- [AIM 1]
Reproduce the part of the Laurent series excerpt starting with "I've tried many" and going on through "and we have...".
- [AIM 2]
Answer these questions about the Laurent series excerpt:
(a) At which points does the poster say g has singularities?
(b) At which singularity does the poster think the Laurent series should be centered?
(c) What complex variable substitution does the reply propose?

- [SELECTION]
My attempt: I've found out that g has 3 singularities (at $z=\pm i$ and $z=0$) and is I think otherwise analytic.
So for the first region, there is 1 singularity inside it (just at the center of the region).
So I think I should write the Laurent series centered at the singularity $z=i$.
I've tried many things like rewriting $g(z)=\frac{1}{z(z+i)} \cdot \frac{1}{z-i}$ but I realized it was better to keep it as it was. I was thinking about writing $\frac{1}{z^2+1}$ as an infinite series (now I realize that as it should be centered in i, I should have factored out by (z-i)...) and then divide by z the whole series. I'm going into circles and I don't click yet on how to get it. I'd like a tip.

2. A possible confortable way is the complex variable subsitution $p= \frac{1}{z-i}$ so that is...

$\displaystyle \frac{1}{z} = \frac{p}{1+i p}$

$\displaystyle \frac{1}{z+i} = \frac{p}{1+2 i p}$ (1)

... and we have...

- [EXCERPTED DATA]
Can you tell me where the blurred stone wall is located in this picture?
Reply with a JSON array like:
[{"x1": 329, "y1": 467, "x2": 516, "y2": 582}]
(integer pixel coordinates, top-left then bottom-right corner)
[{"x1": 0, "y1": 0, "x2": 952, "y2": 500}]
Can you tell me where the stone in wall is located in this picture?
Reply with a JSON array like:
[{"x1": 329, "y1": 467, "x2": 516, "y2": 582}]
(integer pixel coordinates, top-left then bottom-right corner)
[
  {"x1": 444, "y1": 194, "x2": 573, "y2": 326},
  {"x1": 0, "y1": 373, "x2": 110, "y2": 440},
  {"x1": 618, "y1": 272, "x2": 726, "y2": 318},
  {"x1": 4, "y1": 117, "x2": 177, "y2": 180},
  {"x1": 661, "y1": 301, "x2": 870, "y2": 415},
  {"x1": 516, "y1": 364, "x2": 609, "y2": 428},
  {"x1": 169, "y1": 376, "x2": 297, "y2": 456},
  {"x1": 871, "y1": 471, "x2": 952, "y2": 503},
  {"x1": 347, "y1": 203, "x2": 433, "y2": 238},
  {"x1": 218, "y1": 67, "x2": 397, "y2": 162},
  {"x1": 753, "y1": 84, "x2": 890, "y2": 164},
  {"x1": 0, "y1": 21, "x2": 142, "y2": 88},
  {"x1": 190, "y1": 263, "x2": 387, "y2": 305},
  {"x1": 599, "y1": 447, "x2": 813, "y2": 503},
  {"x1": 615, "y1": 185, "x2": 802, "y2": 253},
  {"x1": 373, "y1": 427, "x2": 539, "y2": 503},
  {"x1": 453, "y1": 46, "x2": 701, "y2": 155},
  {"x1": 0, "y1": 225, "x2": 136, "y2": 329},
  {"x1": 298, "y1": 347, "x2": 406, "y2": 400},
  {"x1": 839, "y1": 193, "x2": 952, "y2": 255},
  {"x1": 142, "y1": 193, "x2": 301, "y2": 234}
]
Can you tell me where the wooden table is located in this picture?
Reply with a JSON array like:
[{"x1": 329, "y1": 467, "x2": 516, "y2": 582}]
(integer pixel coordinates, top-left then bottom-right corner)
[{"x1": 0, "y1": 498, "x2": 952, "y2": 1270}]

- [EXERCISE RESPONSE 1]
I've tried many things like rewriting $g(z)=\frac{1}{z(z+i)} \cdot \frac{1}{z-i}$ but I realized it was better to keep it as it was. I was thinking about writing $\frac{1}{z^2+1}$ as an infinite series (now I realize that as it should be centered in i, I should have factored out by (z-i)...) and then divide by z the whole series. I'm going into circles and I don't click yet on how to get it. I'd like a tip.

2. A possible confortable way is the complex variable subsitution $p= \frac{1}{z-i}$ so that is...

$\displaystyle \frac{1}{z} = \frac{p}{1+i p}$

$\displaystyle \frac{1}{z+i} = \frac{p}{1+2 i p}$ (1)

... and we have...

- [EXERCISE RESPONSE 2]
(a) At z = i, z = −i, and z = 0.
(b) At z = i.
(c) p = 1/(z − i).